▶ _Kutipan Bacaan_:
Meskipun tidak buruk, tafsiran pertama (“sopan santun”) di atas tidak membuat warta Injil sungguh terasa. Arah yang kedua (“merendahkan diri”) agaknya lebih sejalan dengan Injil.
Memang seorang tamu boleh jadi merasa berhak menduduki tempat yang terpandang. Tetapi hanya tuan rumahlah yang betul-betul tahu mana tempat yang cocok bagi orang yang diundangnya. Lukas menyebut uraian Yesus itu “perumpamaan” (Luk 14:7) justru agar pembaca berusaha mencari hikmatnya dan bukan langsung menerapkan bentuk luarnya pada tingkah laku sopan santun atau kerendahan diri.
Diajarkan apa artinya bila tuan rumah sendiri yang mencarikan tempat, mempersilakan tamunya menduduki tempat yang disediakan baginya.
Kepada siapa pengajaran dalam bentuk perumpamaan itu ditujukan? Tentunya kepada para murid. Tetapi tidak berarti bahwa mereka itu orang-orang yang berusaha mencari tempat terhormat atau yang pandai memilih tempat rendah agar ditinggikan nanti.
Ini bukan alegori, melainkan perumpamaan yang mengajak orang berpikir.
Baik diperhatikan bahwa dalam kisah itu hanya ada satu saja tempat terhormat. Padahal banyak yang ingin mendapatkannya. Apakah orang diminta berlaku rendah hati dan tidak mengingini tempat itu?

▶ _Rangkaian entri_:
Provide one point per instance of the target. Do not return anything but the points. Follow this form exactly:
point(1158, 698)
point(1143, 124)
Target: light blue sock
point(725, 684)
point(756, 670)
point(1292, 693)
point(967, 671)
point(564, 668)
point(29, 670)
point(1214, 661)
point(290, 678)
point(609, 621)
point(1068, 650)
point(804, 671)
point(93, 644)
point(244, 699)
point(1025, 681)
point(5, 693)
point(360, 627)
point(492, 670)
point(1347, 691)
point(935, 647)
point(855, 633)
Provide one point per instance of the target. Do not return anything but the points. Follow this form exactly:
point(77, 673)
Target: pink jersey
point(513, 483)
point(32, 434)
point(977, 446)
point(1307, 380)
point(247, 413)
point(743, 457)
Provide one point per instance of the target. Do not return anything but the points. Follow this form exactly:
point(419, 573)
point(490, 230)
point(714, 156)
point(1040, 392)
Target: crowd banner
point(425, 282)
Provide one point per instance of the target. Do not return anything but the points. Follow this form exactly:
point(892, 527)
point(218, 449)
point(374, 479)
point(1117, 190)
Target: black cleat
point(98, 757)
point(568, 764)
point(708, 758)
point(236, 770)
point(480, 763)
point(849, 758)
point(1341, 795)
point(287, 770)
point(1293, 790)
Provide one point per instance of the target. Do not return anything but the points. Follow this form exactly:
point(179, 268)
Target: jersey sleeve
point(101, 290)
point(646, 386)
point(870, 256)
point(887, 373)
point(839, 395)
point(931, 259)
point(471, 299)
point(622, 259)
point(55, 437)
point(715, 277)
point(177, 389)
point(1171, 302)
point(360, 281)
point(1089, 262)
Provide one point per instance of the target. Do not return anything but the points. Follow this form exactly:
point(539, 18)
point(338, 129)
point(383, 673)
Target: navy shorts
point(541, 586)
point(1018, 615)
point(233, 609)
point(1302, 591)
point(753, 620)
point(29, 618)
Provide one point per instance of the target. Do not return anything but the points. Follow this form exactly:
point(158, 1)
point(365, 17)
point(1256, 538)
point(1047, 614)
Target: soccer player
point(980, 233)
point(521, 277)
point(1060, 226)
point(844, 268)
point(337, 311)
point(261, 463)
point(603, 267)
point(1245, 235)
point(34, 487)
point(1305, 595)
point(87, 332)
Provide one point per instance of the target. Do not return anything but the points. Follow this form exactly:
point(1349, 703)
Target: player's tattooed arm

▶ _Tugas yang Dikerjakan_:
- 1) Tuliskan kembali baris-baris entri tanpa perubahan, mulai dari baris pertama entri dan berhenti setelah baris yang memuat "point(804, 671)". Kedua baris batas itu ikut disertakan.
- 2) Teruskan kutipan bacaan tentang perumpamaan Yesus mengenai tempat duduk dalam perjamuan, mulai setelah kalimat terakhir yang ditampilkan.

▶ _Hasil Latihan_:
- 1)
Provide one point per instance of the target. Do not return anything but the points. Follow this form exactly:
point(1158, 698)
point(1143, 124)
Target: light blue sock
point(725, 684)
point(756, 670)
point(1292, 693)
point(967, 671)
point(564, 668)
point(29, 670)
point(1214, 661)
point(290, 678)
point(609, 621)
point(1068, 650)
point(804, 671)

- 2)
Tidak tepat. Lebih tepat bila perumpamaan itu dilihat sebagai imbauan kepada para murid agar berusaha menyediakan tempat terhormat sebanyak-banyaknya sehingga makin banyak orang dapat dibawa ke tempat terhormat.
Tak peduli datang duluan atau kemudian, ingin duduk di muka atau memilih ada di belakang dengan harapan nanti dipersilakan ke depan.
Cara memahami seperti ini hanya mungkin bila perumpamaan tadi tidak dianggap berbicara mengenai tempat perjamuan biasa. Di situ hendak diajarkan perihal Kerajaan Allah.
Dalam artian ini para undangan mirip dengan para pekerja kebun anggur yang diupah sama walaupun jumlah jam kerja mereka berlain-lainan seperti diceritakan dalam Mat 20:1-16.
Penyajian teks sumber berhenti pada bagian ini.